To do =>
Beginning at the line containing "In this exercise you will identify every instance of the belt" and continuing to the end of the records below, give each line again exactly as it stands, and only those lines.
BEGIN Record excerpts
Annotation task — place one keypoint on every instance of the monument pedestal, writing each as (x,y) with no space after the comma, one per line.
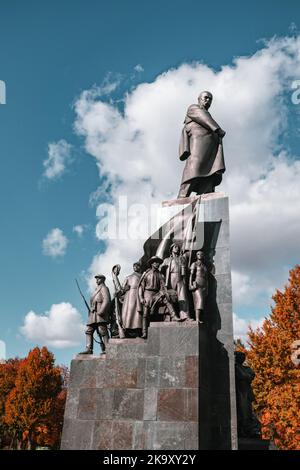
(140,395)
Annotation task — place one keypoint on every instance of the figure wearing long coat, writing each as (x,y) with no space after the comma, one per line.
(201,147)
(132,310)
(175,267)
(100,306)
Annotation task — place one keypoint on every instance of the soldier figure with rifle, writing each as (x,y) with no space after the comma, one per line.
(99,315)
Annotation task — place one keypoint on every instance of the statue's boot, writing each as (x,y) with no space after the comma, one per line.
(89,345)
(199,314)
(105,340)
(173,314)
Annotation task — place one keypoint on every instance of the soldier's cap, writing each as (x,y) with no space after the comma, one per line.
(154,259)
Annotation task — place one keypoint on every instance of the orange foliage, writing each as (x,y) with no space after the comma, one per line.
(277,381)
(34,406)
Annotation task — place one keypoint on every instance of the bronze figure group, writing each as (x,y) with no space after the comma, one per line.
(161,292)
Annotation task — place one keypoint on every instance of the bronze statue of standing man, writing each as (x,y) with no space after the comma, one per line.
(132,309)
(198,284)
(201,147)
(176,270)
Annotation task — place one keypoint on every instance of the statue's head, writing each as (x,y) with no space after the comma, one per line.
(155,262)
(100,278)
(200,255)
(175,248)
(137,267)
(240,357)
(205,99)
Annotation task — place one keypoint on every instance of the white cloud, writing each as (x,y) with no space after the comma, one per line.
(55,243)
(79,229)
(139,68)
(59,156)
(137,150)
(60,327)
(2,351)
(241,327)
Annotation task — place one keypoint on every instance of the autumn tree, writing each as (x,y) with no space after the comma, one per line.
(36,400)
(277,382)
(8,374)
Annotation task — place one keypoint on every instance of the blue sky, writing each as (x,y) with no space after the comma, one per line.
(50,52)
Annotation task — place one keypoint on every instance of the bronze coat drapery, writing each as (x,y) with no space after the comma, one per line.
(201,146)
(131,310)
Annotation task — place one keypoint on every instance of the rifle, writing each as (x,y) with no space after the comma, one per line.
(115,272)
(89,310)
(194,234)
(84,299)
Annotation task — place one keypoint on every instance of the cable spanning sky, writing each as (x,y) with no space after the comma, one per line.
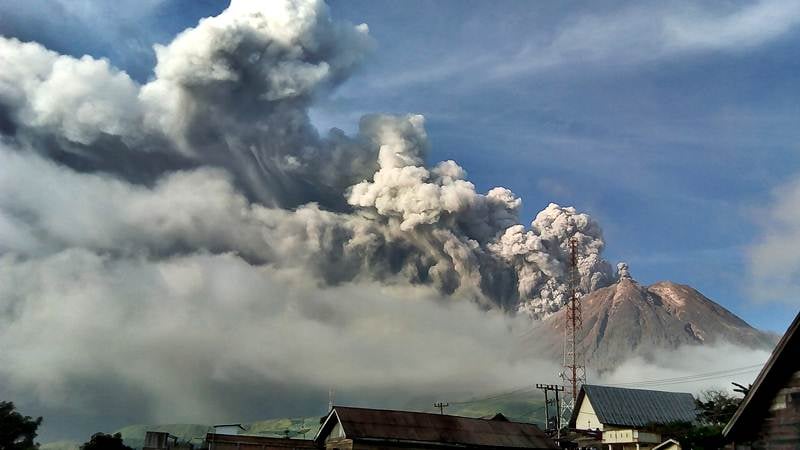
(227,197)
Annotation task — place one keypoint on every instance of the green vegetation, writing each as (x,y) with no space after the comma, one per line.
(60,445)
(133,435)
(17,432)
(521,407)
(102,441)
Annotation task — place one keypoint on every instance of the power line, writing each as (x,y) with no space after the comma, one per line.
(705,376)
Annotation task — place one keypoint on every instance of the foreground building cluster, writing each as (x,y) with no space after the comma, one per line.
(604,418)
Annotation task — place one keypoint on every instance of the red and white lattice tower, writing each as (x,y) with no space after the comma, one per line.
(573,371)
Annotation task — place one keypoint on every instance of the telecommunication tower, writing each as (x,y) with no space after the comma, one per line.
(573,371)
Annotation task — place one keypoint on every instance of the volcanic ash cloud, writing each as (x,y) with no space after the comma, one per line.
(214,162)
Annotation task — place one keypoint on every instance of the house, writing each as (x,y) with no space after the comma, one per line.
(216,441)
(769,415)
(624,417)
(669,444)
(348,428)
(159,440)
(233,428)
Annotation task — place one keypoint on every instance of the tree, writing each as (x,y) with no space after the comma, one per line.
(102,441)
(17,432)
(716,407)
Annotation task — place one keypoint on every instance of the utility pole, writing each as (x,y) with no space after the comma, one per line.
(556,389)
(573,371)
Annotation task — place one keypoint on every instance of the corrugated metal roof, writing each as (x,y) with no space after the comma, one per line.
(390,425)
(637,407)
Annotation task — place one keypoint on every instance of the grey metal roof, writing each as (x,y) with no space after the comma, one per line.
(636,407)
(440,430)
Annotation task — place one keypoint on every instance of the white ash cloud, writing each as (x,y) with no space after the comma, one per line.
(206,197)
(774,261)
(681,370)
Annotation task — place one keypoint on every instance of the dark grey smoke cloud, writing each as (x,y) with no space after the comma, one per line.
(176,240)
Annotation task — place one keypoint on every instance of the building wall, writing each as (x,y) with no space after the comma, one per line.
(245,442)
(587,419)
(780,428)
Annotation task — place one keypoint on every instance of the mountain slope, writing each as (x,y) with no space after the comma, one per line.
(627,319)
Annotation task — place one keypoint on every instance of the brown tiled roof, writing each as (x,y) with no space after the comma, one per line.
(407,426)
(782,363)
(267,441)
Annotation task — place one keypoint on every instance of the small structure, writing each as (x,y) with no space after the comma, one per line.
(244,442)
(348,428)
(232,428)
(669,444)
(159,440)
(769,415)
(623,417)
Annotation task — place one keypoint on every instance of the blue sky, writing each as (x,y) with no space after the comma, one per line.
(673,125)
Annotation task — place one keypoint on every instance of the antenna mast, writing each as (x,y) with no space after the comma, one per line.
(574,371)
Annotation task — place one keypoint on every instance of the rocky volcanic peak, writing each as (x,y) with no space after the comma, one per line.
(627,319)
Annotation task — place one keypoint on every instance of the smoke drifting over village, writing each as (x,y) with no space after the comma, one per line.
(181,244)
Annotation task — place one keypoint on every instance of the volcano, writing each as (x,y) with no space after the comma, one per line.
(627,319)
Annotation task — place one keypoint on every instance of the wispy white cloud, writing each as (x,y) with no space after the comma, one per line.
(774,260)
(642,33)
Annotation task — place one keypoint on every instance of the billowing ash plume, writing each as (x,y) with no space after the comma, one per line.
(174,242)
(217,153)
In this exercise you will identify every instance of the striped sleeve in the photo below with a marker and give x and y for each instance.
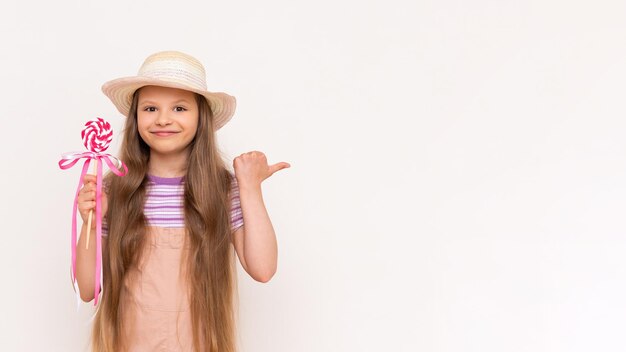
(236, 215)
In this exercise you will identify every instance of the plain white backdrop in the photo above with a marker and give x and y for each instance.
(458, 177)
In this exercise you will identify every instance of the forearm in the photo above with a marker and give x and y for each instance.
(260, 247)
(86, 264)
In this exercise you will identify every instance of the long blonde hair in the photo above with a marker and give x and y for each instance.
(210, 263)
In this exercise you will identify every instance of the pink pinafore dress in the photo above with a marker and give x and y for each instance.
(155, 294)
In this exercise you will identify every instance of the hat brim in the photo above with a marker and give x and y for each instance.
(121, 91)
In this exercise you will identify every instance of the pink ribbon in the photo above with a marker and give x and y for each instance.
(67, 161)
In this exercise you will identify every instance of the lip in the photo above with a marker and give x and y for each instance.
(164, 133)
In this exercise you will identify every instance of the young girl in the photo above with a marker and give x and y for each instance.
(172, 222)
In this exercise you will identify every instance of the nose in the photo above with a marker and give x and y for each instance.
(164, 118)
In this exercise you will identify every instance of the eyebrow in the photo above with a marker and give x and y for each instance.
(176, 102)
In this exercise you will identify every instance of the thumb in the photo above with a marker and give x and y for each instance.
(278, 166)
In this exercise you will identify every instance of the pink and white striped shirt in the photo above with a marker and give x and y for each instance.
(164, 204)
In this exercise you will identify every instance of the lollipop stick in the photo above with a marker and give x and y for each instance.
(95, 172)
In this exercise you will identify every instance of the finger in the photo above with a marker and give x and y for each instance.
(89, 178)
(87, 196)
(86, 206)
(278, 166)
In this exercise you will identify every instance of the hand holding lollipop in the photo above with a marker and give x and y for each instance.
(96, 136)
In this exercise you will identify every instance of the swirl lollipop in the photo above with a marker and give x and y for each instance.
(97, 136)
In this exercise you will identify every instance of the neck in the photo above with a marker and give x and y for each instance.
(167, 165)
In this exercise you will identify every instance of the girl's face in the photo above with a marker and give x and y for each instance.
(167, 119)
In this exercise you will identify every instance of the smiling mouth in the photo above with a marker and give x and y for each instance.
(164, 133)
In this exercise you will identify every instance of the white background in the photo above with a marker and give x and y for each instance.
(458, 177)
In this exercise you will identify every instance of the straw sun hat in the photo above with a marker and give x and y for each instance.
(171, 69)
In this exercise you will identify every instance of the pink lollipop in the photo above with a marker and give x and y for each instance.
(97, 135)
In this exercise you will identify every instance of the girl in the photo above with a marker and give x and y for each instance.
(172, 222)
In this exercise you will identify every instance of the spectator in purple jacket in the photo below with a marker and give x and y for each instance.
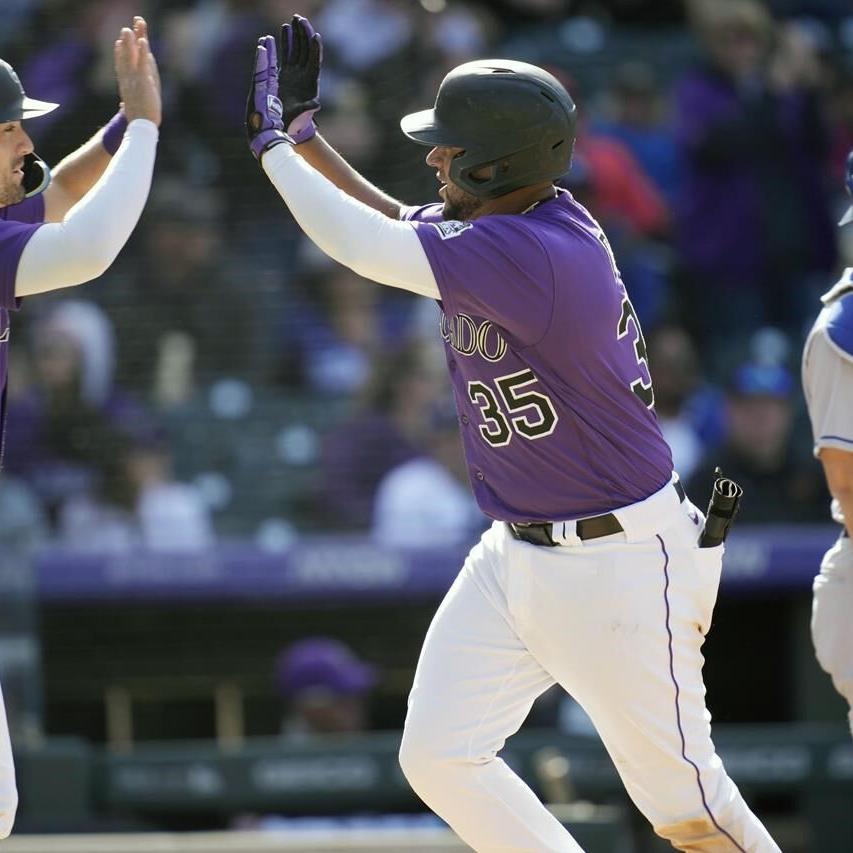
(752, 218)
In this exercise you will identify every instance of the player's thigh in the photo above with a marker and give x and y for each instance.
(832, 625)
(475, 681)
(8, 790)
(635, 625)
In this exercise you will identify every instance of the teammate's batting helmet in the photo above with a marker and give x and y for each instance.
(848, 184)
(16, 106)
(514, 117)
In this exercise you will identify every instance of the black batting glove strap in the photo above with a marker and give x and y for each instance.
(300, 59)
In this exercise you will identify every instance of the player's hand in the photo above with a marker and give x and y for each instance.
(137, 74)
(299, 77)
(264, 123)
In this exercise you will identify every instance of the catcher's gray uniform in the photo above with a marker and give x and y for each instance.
(828, 386)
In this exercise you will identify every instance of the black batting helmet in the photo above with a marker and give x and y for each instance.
(512, 116)
(16, 106)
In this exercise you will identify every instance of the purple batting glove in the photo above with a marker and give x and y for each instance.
(264, 125)
(301, 57)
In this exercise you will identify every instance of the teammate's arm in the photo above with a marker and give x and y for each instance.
(299, 78)
(838, 467)
(86, 242)
(77, 173)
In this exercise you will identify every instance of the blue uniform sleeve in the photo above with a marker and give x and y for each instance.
(495, 268)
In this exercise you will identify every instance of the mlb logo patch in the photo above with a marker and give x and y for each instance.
(452, 228)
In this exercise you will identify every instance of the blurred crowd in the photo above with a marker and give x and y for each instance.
(226, 379)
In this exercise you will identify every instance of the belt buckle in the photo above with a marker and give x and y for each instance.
(565, 533)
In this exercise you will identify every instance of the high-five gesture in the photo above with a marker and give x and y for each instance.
(264, 124)
(299, 77)
(138, 77)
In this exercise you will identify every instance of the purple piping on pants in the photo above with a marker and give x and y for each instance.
(677, 693)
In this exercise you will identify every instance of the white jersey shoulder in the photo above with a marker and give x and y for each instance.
(835, 321)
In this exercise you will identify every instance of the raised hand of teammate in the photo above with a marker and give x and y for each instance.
END Record excerpts
Problem solution =>
In this exercise you will identify every instance of the belt buckle in the photo above with a marker and give x and y for each instance.
(565, 533)
In this exercise you will identify every instance of the high-five gesture in the photo above with a marker and give x and y for each instance.
(264, 124)
(299, 77)
(138, 77)
In this exercise you will identify every instance of the purple piping on pants in the photo above with a marker and give x and y for each instance.
(677, 693)
In this exercise you will identify every instance of the white jersey shoulder in the photo above with a marker and give x and y for each instance.
(835, 321)
In this exercise you will identify every instance of the raised hand of teammate in the photo above with a marker and give x and y for each instance.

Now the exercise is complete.